### [YOUR OBJECTIVE]
An identical copy of every entry below is the required output.

### [GIVEN RECORDS]
+--

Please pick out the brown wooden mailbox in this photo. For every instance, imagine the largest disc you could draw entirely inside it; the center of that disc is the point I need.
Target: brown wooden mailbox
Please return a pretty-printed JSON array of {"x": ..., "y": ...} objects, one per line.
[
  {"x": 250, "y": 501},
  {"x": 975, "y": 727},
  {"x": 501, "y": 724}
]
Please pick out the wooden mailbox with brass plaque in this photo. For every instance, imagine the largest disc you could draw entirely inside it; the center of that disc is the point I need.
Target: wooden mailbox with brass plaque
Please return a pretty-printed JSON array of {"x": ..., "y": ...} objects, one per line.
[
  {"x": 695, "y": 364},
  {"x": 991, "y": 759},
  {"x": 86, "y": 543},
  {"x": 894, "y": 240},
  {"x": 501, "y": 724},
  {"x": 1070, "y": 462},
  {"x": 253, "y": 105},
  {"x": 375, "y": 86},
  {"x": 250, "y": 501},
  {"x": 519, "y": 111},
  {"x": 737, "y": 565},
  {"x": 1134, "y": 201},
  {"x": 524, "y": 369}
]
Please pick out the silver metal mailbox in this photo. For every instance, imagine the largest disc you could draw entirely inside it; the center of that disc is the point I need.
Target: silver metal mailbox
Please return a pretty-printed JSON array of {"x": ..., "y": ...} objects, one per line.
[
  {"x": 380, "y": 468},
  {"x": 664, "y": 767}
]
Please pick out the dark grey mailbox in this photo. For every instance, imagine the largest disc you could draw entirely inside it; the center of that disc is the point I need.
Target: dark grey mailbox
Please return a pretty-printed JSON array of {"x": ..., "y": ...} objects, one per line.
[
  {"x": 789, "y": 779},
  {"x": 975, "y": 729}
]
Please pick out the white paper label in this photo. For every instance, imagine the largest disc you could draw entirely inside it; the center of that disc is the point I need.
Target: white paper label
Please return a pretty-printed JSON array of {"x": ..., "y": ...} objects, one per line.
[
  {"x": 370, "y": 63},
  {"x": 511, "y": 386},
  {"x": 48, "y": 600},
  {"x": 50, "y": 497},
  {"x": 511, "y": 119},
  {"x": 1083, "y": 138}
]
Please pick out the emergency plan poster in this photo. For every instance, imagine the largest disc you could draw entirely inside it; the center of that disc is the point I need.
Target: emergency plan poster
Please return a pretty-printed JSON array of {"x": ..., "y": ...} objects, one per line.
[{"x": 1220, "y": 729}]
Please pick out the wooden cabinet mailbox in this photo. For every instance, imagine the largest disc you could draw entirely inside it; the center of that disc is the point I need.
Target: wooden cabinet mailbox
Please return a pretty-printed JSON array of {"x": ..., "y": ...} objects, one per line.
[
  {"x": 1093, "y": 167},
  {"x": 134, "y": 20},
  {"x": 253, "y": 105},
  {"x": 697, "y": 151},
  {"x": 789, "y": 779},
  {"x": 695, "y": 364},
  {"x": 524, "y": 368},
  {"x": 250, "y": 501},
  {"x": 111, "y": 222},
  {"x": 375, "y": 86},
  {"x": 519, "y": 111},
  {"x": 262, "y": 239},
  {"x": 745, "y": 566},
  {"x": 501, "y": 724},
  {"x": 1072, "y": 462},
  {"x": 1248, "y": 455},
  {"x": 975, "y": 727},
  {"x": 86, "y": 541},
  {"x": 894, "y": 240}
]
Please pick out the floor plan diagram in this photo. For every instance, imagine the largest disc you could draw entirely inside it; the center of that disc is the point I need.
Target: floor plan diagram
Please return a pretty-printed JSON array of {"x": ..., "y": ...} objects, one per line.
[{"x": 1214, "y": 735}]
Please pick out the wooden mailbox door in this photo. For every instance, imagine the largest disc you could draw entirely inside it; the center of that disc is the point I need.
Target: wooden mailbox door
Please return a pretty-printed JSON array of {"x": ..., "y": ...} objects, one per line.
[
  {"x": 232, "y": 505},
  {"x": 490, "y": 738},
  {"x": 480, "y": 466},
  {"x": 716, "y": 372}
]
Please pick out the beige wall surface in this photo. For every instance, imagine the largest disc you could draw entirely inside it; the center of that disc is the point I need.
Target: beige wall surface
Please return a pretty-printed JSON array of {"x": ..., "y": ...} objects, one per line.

+--

### [SOLUTION]
Please pick out the brown wooden mailbox in this photo. For every instance, imagine the largest disc you could draw entirely inside it; the center of that disc is the point I need.
Target: brown wooden mailbox
Please return a pretty-printed JSON array of {"x": ..., "y": ...} objects, one per line.
[
  {"x": 250, "y": 501},
  {"x": 975, "y": 727},
  {"x": 501, "y": 724}
]
Please pick out the wooden mailbox with brass plaque in this photo. For every instance, imagine the largest disc you could draw entirely inside it; the center of that disc is the point I need.
Target: wooden mailbox with brass plaque
Please return a pretty-printed JSON array of {"x": ..., "y": ...} objects, one per line.
[
  {"x": 695, "y": 364},
  {"x": 991, "y": 759},
  {"x": 86, "y": 543},
  {"x": 894, "y": 240},
  {"x": 501, "y": 724},
  {"x": 1070, "y": 462},
  {"x": 253, "y": 105},
  {"x": 375, "y": 86},
  {"x": 250, "y": 501},
  {"x": 519, "y": 111},
  {"x": 737, "y": 565},
  {"x": 1134, "y": 201},
  {"x": 524, "y": 369}
]
Please pick out the silver metal mailbox in this photo. For every instance, imagine the largest disc you could draw entirely inside it; the center of that disc is the point I need.
Target: silver metal mailbox
Please return a pretty-printed JSON array of {"x": ..., "y": ...} objects, one per line.
[
  {"x": 380, "y": 468},
  {"x": 664, "y": 767}
]
Please pick out the dark grey mailbox in this photo. For every instance, imagine the largest disc you could draw entirely inside it; the center of that disc is the point I need.
Target: dark grey mailbox
Please return a pretty-printed JSON array of {"x": ..., "y": ...} objects, one per line.
[
  {"x": 789, "y": 779},
  {"x": 975, "y": 729}
]
Please pick out the white paper label in this photo. For every instance, imagine the largest disc you could draw entirely inside it; the center of that disc is the point I need.
Target: white paper label
Please return a pretty-printed JSON array of {"x": ..., "y": ...} objects, one per line.
[
  {"x": 370, "y": 63},
  {"x": 511, "y": 386},
  {"x": 48, "y": 600},
  {"x": 50, "y": 497},
  {"x": 511, "y": 119},
  {"x": 1083, "y": 138}
]
Please pick out the emergency plan poster in this photo. For every instance, imagine the largest disc you could draw entirely inside it; the center of that disc is the point I need.
Target: emergency plan poster
Please return a pretty-printed JSON array of {"x": ..., "y": ...} objects, one per line.
[{"x": 1220, "y": 729}]
Please pick out the wooden cabinet mailbox in this photo. For every instance, imagine the largest disc you could draw entirely inside it; the center of that disc is the point I need.
Target: wooden cabinet mailbox
Please return a pretty-printed JSON array of {"x": ..., "y": ...} objects, one per line.
[
  {"x": 1093, "y": 167},
  {"x": 134, "y": 20},
  {"x": 253, "y": 105},
  {"x": 697, "y": 151},
  {"x": 789, "y": 779},
  {"x": 695, "y": 364},
  {"x": 524, "y": 368},
  {"x": 250, "y": 501},
  {"x": 111, "y": 222},
  {"x": 375, "y": 86},
  {"x": 519, "y": 111},
  {"x": 262, "y": 239},
  {"x": 745, "y": 566},
  {"x": 501, "y": 724},
  {"x": 1072, "y": 462},
  {"x": 1248, "y": 455},
  {"x": 975, "y": 727},
  {"x": 86, "y": 541},
  {"x": 894, "y": 240}
]
Please pick out the floor plan diagram in this photo. For every instance, imagine the largest disc you could draw entirely inside it; the center of that disc is the point I need.
Target: floor plan diagram
Please return a pretty-printed JSON array of {"x": ..., "y": ...} objects, one per line.
[{"x": 1214, "y": 735}]
Please pick out the wooden mailbox door in this photo. For every instance, imagine the largest disc you could draw entirely inside it; the center of that disc is the point I need.
Target: wooden mailbox door
Please return a pretty-printed JSON array of {"x": ..., "y": ...} objects, one per line.
[
  {"x": 232, "y": 505},
  {"x": 490, "y": 738},
  {"x": 480, "y": 466},
  {"x": 716, "y": 372}
]
Please pick out the beige wall surface in this photo. For every instance, imagine the largest disc you could draw entirely inside it; the center of that disc is the point I need.
Target: beige wall surface
Please return a pretty-printed JSON array of {"x": ..., "y": ...} objects, one per line.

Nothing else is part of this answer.